- **Activity list**:
a) Can you write out the Rust portability thread word for word, from "lowering the total" to "difficult to fix.)"?
b) How would the thread on Rust platform portability go on? Continue it from where it stops.
*** Text under study ***
Rust platform portability and maintenance


We’ve got a creeping maintenance problem with Rust’s portability. It’s pretty vital to Rust’s future that it can run everywhere - fast, safe, and works everywhere is a powerful story - but the way the Rust codebase is organized for portability is starting to get quite unwieldy. std and libc in particular have grown a tangle of cfg attributes that get uglier every time somebody merges a new platform. How can we restructure our codebase to expand to every platform in the world? I’m hoping some hero steps in and shows us the way.


Stop trying to repackage C, and instead embrace using C portability tools for managing C portability? Like this:

/// Returns the platform-specific value of errno
pub fn errno() -> i32 {
    #[cfg(any(target_os = "macos",
              target_os = "ios",
              target_os = "freebsd"))]
    unsafe fn errno_location() -> *const c_int {
        extern { fn __error() -> *const c_int; }
// and a whole bunch more platorm-specific errno variants

seems unnecessary, to me, when you could instead:

pub fn errno() -> i32 {
    extern "C" rust_errno() -> i32;


#include <errno.h>
sysu32_t rust_errno() {
  return errno();

lowering the total volume of code, making the libraries more portable, and gaining the ability to use portability constructs that C developers have been developing since forever (while avoiding the gotchas that have crept in interfacing to C code written under the assumption that it would only have C-language clients). I know this won’t work for everything, but this approach could help in a lot of places.


Is there a good reason to manually maintain all the libc function definitions in src/liblibc/ etc. rather than using bindgen, perhaps even at build time? (One caveat: bindgen doesn’t support turning constants defined using #define into consts, but I don’t think that’s terribly difficult to fix.)


the cfg attributes are just marginally better than preprocessor ifdefs.

So, a more readable and manageable solution might be to pack all the platform specific stuff in it’s own git branch (one for each platform) that keeps merging in the master branch. The master-branch has nothing inside the functions (or some kind of placeholder). This would mean that the master branch is not compilable. Without some new tools this would be unmanageable though.

Of course this won’t work since cfg attributes also exist for the choice of malloc. In the end a branch would be needed for every combination of malloc + platform + whatnot.

I noticed my idea won’t work while writing it down, but maybe it inspires someone to a better idea :slight_smile:


You’d be surprised. I was working on a thing to translate the Win32 headers, and #define constants are such a massive pain. I tried to add in some heuristics for guessing what type they were supposed to be, but it didn’t really work. A lot of the time, they’re basically polymorphic, being used as multiple, different types.

What’s more, unless you want to throw away bindgen and re-write in C++ it to bind to clang’s AST (bindgen is using cindex, which is basically just definitions), you can’t figure out if a given #define is an expression, let alone if it’s constant or not.

The only real recourse is to bind them all by hand… at which point, why were you modifying bindgen, again?
*** Data block ***
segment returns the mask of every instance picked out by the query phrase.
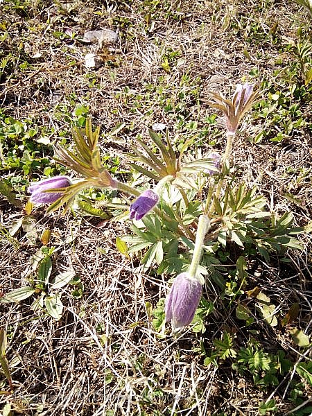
***
- **Answers to each task**:
a)
lowering the total volume of code, making the libraries more portable, and gaining the ability to use portability constructs that C developers have been developing since forever (while avoiding the gotchas that have crept in interfacing to C code written under the assumption that it would only have C-language clients). I know this won’t work for everything, but this approach could help in a lot of places.


Is there a good reason to manually maintain all the libc function definitions in src/liblibc/ etc. rather than using bindgen, perhaps even at build time? (One caveat: bindgen doesn’t support turning constants defined using #define into consts, but I don’t think that’s terribly difficult to fix.)

b)
Hmm, I admit I don’t have much experience with Clang’s API, although a quick look at LLDB indicates that its use is hardly elegant either (it writes all expressions to evaluate into a temporary file)… but I’m not sure what the issue is. CXTranslationUnit_DetailedPreprocessingRecord gives you macro definitions, though you only need the names; then you could generate code like

enum { value_of_MACRO_A = ((((((MACRO_A))))) };

(for correctness, add as many parentheses as there are )s in the enum, I guess…) Append this to the translation unit and reparse. Ignore diagnostics, corresponding to definitions which are not valid constant expressions, and treat the rest like bindgen currently does enums. Wouldn’t that work? You still wouldn’t know the correct type, but that’s not the end of the world, as calls to C functions typically require a bunch of casting anyway.

Or if you really wanted to be polymorphic, could always make them functions (probably a bad idea though)… fn SOME_CONSTANT<IntTy: FromPrimitive>() -> IntTy { <IntTy as FromPrimitive>::from_u32(12345).unwrap() }


Who says macros have to result in an integer? Or even a statically-computable value? Oh, and you can’t just rewrite them into Rust macros because they may not be hygenic.

Like I said, I don’t think it’s possible to automatically translate them. The best you can do is translate them by hand and get the generator to check that you haven’t missed any.


In case you do decide to split up your platform definitions based on platform into different libraries… cough cough.

Manually writing bindings for the Microsoft headers is a nightmare, but getting bindgen to be able to understand all those macros and output the correct code isn’t much better. I’ve generally been able to get away with using DWORD for most things and then special casing a few things. That said, if I really wanted a generic constant that had to be available at compile time, I could just export a Rust macro for it, but that’s just kinda ugly.

@comex Using enums for macro values is a Bad Idea, mainly because some macros have overflowing values.


@DanielKeep They don’t have to result in anything even vaguely resembling an expression, but if they don’t, that enum declaration will simply fail, generating diagnostics which are ignored. (Of course, that won’t help if you want to use a macro that isn’t a poor man’s enum, but such macros are far less common in most C libraries.)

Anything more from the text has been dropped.